• _Your instructions_: Using the data that follows, return exactly the lines from the one that contains "positive clicks: (393, 535)" through the one that contains "587L952 598L972 589L993", ends included.

• _Collected data_:
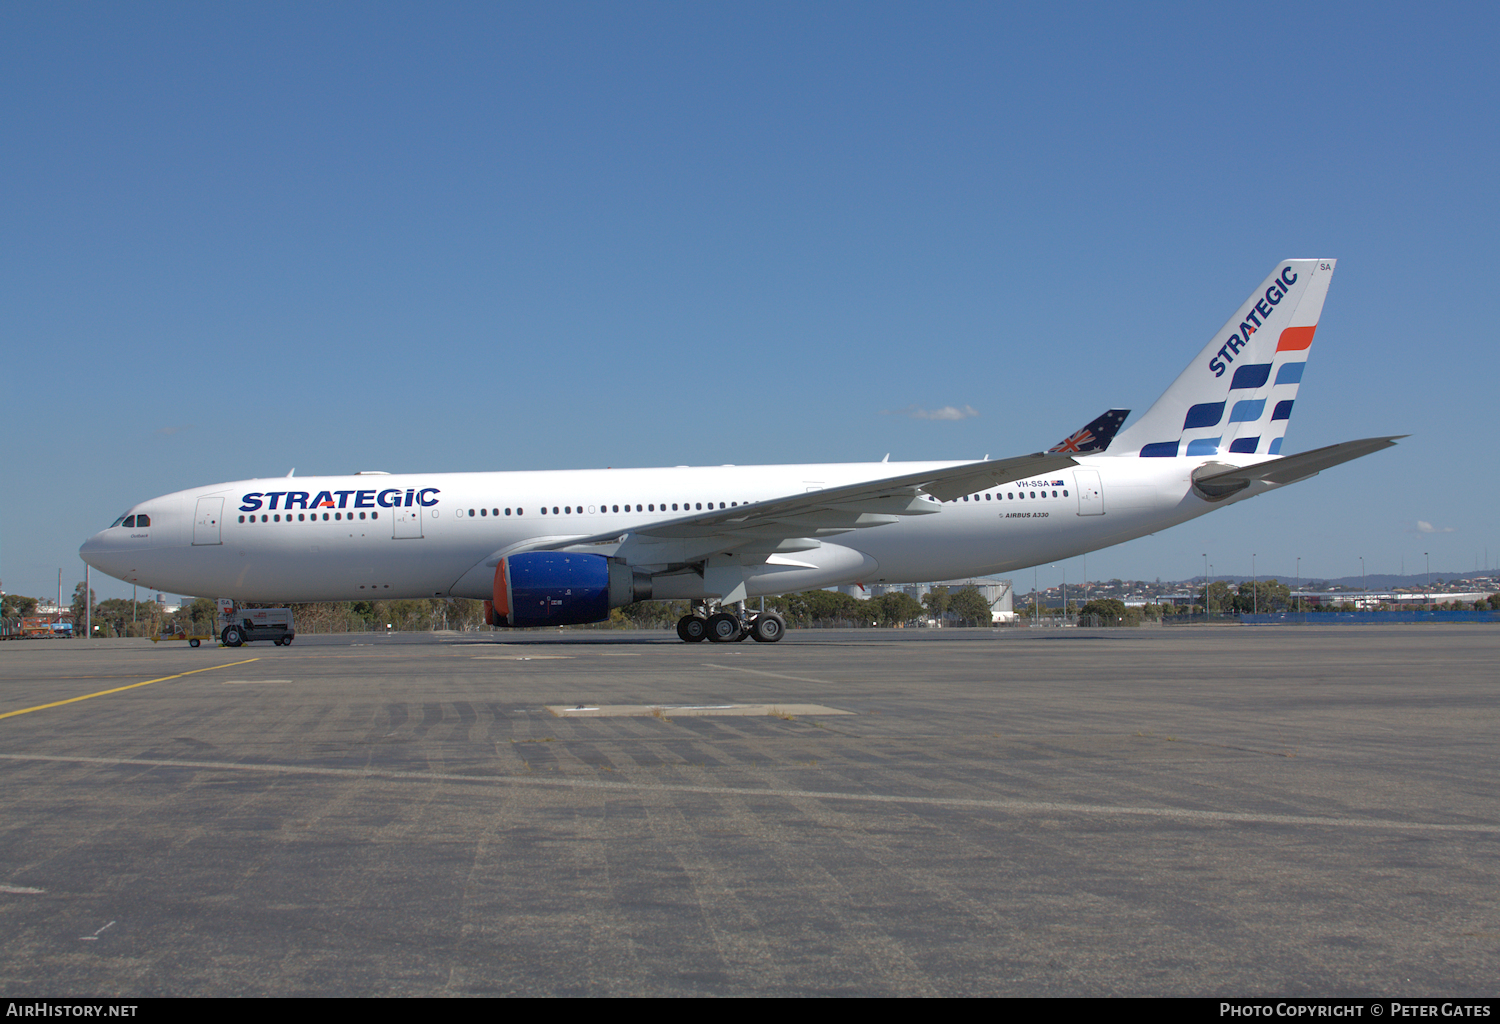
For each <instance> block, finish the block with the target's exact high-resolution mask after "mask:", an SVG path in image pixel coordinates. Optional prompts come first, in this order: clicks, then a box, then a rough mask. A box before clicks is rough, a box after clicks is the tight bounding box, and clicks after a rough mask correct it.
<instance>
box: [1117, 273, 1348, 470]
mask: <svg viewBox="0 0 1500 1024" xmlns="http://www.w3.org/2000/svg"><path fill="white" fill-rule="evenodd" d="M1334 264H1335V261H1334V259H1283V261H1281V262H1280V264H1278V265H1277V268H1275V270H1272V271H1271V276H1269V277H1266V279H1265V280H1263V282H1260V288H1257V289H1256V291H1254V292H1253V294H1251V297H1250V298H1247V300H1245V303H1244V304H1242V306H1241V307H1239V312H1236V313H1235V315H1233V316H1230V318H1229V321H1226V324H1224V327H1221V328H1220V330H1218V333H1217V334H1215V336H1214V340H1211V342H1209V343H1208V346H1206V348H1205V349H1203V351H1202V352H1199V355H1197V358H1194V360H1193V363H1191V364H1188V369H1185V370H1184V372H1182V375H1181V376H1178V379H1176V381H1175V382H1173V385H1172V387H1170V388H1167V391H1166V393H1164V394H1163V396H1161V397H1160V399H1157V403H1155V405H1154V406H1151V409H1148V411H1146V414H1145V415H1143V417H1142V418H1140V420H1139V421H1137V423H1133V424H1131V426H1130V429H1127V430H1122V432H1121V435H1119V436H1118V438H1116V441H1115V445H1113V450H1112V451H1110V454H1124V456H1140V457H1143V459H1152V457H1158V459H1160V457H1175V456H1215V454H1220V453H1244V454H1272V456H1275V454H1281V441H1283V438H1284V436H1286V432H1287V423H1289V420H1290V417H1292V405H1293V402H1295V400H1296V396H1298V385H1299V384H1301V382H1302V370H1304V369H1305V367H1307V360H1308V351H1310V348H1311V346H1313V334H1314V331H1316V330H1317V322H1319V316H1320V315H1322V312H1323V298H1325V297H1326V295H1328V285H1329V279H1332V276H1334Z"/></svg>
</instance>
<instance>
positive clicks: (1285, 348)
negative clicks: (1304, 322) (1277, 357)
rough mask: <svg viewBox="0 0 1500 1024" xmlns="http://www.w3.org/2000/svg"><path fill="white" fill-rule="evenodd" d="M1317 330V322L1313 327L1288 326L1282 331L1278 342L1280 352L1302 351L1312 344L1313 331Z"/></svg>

---

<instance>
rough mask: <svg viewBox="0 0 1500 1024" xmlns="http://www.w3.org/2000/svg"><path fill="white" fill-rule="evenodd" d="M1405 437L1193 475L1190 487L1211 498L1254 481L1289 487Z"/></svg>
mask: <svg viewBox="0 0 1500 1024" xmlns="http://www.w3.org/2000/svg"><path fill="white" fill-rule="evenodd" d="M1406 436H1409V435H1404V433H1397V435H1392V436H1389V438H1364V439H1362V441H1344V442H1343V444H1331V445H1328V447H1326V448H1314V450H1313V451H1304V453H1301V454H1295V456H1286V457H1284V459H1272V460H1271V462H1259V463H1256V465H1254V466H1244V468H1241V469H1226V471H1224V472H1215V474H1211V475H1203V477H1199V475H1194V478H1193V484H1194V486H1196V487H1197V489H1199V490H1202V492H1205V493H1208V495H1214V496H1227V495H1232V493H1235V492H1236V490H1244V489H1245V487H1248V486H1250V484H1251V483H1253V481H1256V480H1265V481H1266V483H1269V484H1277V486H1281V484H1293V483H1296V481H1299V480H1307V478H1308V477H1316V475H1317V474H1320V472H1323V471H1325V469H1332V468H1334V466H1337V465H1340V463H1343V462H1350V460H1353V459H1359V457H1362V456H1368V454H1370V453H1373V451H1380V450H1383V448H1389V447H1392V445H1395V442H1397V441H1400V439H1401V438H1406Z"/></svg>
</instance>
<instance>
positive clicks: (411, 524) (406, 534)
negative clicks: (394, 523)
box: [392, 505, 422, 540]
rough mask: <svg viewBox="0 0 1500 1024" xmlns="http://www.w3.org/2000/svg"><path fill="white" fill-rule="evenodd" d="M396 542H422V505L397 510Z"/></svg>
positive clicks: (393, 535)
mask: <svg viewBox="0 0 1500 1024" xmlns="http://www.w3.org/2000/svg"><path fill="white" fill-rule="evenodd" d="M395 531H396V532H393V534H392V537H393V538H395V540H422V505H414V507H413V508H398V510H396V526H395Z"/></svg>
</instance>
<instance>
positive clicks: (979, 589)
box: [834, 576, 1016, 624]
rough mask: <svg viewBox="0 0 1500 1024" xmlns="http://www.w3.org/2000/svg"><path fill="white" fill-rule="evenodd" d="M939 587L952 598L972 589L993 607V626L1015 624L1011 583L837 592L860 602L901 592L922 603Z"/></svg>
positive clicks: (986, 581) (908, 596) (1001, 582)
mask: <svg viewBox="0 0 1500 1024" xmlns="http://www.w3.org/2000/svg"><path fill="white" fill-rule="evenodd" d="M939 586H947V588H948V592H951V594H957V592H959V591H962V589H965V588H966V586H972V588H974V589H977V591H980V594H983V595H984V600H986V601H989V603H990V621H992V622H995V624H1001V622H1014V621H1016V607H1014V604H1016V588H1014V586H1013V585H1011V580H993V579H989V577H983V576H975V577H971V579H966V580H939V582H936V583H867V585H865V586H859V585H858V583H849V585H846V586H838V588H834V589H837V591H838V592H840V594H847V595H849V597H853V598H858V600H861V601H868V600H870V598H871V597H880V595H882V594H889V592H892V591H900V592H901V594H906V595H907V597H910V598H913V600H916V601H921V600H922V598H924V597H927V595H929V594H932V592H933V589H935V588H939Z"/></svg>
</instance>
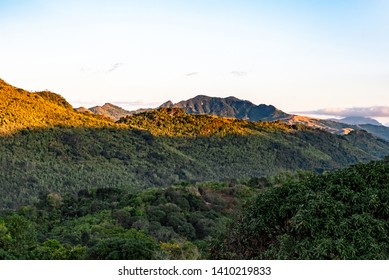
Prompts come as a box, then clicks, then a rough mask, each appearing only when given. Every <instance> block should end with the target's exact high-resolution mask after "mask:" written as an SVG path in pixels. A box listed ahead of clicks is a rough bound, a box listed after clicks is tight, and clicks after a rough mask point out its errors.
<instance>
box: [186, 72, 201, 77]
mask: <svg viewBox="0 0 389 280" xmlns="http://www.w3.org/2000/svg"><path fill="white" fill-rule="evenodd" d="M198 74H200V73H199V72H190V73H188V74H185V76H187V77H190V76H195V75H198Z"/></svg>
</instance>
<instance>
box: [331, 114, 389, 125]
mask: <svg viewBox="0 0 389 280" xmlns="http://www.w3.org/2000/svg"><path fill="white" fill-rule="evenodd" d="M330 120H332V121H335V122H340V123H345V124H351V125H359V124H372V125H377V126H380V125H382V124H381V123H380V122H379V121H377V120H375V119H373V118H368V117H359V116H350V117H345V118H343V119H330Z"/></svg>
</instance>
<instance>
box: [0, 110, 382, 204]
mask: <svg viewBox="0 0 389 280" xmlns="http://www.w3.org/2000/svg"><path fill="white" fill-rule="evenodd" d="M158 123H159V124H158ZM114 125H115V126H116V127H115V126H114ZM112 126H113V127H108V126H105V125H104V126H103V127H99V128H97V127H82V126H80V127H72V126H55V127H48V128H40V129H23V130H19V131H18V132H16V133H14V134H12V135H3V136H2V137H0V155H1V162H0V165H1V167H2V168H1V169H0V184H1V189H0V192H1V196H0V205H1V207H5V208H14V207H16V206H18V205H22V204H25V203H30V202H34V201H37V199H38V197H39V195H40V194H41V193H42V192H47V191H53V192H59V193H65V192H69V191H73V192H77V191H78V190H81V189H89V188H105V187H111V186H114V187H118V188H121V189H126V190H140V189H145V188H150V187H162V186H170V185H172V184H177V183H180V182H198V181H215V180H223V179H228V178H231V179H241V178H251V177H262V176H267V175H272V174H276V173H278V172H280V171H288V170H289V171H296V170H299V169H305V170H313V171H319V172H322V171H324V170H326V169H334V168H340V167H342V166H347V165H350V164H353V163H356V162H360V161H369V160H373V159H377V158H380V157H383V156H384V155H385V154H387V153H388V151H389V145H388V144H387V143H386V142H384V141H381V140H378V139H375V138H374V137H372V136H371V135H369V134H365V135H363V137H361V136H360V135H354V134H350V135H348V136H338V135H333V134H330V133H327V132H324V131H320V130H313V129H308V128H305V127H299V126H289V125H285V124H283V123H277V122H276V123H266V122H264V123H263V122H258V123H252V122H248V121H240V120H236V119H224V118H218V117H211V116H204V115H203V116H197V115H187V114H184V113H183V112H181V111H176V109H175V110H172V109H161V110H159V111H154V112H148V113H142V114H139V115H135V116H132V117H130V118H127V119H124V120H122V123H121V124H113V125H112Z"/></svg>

* * *

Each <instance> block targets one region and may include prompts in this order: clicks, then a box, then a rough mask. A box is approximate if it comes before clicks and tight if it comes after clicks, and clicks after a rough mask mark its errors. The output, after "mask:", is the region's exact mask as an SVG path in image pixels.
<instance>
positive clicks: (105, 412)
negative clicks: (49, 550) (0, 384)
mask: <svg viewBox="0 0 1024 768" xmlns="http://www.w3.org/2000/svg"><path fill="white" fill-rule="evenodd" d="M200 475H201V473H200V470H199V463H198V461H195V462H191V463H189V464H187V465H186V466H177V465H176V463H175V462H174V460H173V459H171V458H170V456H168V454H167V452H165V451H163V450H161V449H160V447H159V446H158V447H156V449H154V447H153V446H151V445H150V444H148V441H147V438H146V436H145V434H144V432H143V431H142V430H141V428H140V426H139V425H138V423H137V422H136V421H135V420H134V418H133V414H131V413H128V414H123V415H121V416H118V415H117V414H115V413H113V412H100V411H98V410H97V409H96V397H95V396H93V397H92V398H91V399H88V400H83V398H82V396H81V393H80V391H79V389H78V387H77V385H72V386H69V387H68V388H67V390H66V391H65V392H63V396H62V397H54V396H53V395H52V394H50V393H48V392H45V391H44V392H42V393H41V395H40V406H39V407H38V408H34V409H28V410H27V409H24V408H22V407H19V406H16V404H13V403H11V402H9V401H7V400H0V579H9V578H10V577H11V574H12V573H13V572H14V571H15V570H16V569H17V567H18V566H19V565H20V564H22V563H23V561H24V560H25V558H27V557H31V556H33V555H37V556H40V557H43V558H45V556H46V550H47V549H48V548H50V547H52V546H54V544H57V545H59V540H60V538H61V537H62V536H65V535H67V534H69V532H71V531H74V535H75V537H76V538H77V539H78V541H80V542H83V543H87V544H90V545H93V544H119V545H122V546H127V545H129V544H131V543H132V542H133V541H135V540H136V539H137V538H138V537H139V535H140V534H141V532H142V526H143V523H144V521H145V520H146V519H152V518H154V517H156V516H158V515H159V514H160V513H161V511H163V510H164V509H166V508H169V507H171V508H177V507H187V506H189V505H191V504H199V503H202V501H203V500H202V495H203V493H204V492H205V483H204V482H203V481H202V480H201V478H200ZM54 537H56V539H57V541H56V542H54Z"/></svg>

• _Expected answer_:
positive clicks: (393, 535)
mask: <svg viewBox="0 0 1500 1024" xmlns="http://www.w3.org/2000/svg"><path fill="white" fill-rule="evenodd" d="M395 531H396V532H393V534H392V537H393V538H395V540H422V505H414V507H413V508H398V510H396V526H395Z"/></svg>
</instance>
<instance>
positive clicks: (979, 589)
box: [834, 576, 1016, 624]
rough mask: <svg viewBox="0 0 1500 1024" xmlns="http://www.w3.org/2000/svg"><path fill="white" fill-rule="evenodd" d="M939 587L952 598L972 589L993 607V626L1015 624L1011 583L837 592L860 602L901 592L922 603Z"/></svg>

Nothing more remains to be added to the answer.